**Task requirements**
(1) Write out the part of the SCOR and EM text that opens with the words containing "The EM defines" and closes with "with organizational goals.".
(2) In the SCOR and EM text, which toolbox for business process modeling is named as one that can be integrated with the SCOR model?

##### Text block #####

Granularity: It compares the activity composition levels of process elements to find matches. SCOR and EM differ in mid- and lowest-level processes. SCOR's mid-level "Process Categories" configure capabilities of "Major Processes" with at least three categories (e.g., "Plan," "Source," "Deliver"). In contrast, EM's Value Chain processes mainly consist of a single element. At the lowest level, EM describes "Business processes" activities by listing unit operations, while SCOR's "Process Elements" detail each processing element in the "category processes." Consequently, SCOR's higher-level simplicity contrasts with its specificity at lower levels, requiring EM to break down its level 3 processes into more detailed elements.

Behavior/Structure: It analyzes activity sequences and abstraction levels. EM and SCOR have three abstraction levels, but EM processes are not strictly sequential, whereas SCOR's framework follows a defined sequence of activities. This rigidity in SCOR does not accommodate the flexible industrial dynamics depicted in EM; hence, it requires an external toolbox for modeling.

For the design requirements of the "Deliver" BP, it's, first, essential to comprehend the equivalence of the "Sell" process, ensuring it aligns with SCOR's standard framework for maintaining consistency in process building across different supply chain segments. Second, understanding the mining industry for seamless integration of the EM model into SCOR. This requires a deeper understanding of mining industry BPs and the differences between upstream and downstream industrial dynamics, which is covered by the authors' experience and supported by specialized literature in the extractive mineral industry. This ensures that the unique aspects of mining BPs are accurately reflected in the "Deliver" BP model. Finally, an external business process modeling tool is needed to represent industrial dynamics, as SCOR alone is not capable of doing so. So, the BPMN 2.0 (Object Management Group, 2010) is a well-known toolbox for business process modeling that can be integrated with the SCOR model (Cheng et al., 2010; Lhassan et al., 2018; Torres, 2011; Verdouw et al., 2011; Zúñiga, 2015).

5. Modeling the "Deliver" process of the MiSC´s Upstream Segment

This section outlines the design and development of the "Deliver" BP. The EM's "Sell" enterprise process is adapted and modeled based on SCOR levels. First, the "Sell" process is modeled at the highest SCOR level. Then, the EM's Value Chain processes for "Sell" are modeled using SCOR. Finally, the detailed industrial activity processes of the EM's "Sell" Value Chain are modeled with SCOR and supported by the BPMN 2.0.

5.1 Highest level processes – Abstraction Level 1

The EM defines "Sell" as a customer-focused process that deals with product disposal, revenue generation, and marketing. "Sell" involves five value chain processes: i) "Engage Customer," which entails customer interaction and information gathering; ii) "Handle Order," which involves obtaining accurate product information and analyzing customer preferences; iii) "Ship & Distribute," which carries out the shipment and distribution of products to customers; iv) "Process Financial Transaction," which recognizes revenue and tracks debt resulting from order fulfillment; and v) "Support product marketing," which requires strategic customer and order information to ensure effective marketing of products in line with organizational goals.

##### Material provided #####

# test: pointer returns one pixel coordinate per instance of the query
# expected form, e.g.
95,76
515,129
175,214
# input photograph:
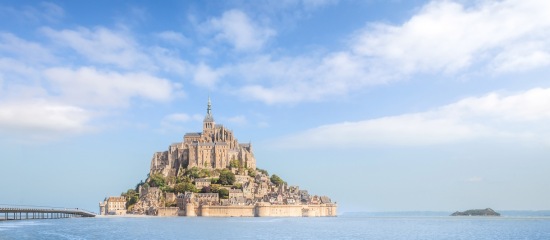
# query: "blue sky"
382,105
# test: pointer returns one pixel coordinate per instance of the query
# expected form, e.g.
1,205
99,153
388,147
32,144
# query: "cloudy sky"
382,105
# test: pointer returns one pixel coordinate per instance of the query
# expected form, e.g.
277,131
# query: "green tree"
251,172
226,177
234,163
131,198
192,172
205,173
224,193
262,171
157,180
277,180
185,187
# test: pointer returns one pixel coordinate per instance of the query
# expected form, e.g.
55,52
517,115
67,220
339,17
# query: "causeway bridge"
34,212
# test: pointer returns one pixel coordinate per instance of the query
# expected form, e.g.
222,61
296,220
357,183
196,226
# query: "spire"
208,117
209,108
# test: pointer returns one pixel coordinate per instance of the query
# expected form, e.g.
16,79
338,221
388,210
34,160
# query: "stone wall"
167,211
227,211
259,210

#####

**Exercise answers**
(1)
The EM defines "Sell" as a customer-focused process that deals with product disposal, revenue generation, and marketing. "Sell" involves five value chain processes: i) "Engage Customer," which entails customer interaction and information gathering; ii) "Handle Order," which involves obtaining accurate product information and analyzing customer preferences; iii) "Ship & Distribute," which carries out the shipment and distribution of products to customers; iv) "Process Financial Transaction," which recognizes revenue and tracks debt resulting from order fulfillment; and v) "Support product marketing," which requires strategic customer and order information to ensure effective marketing of products in line with organizational goals.

(2) BPMN 2.0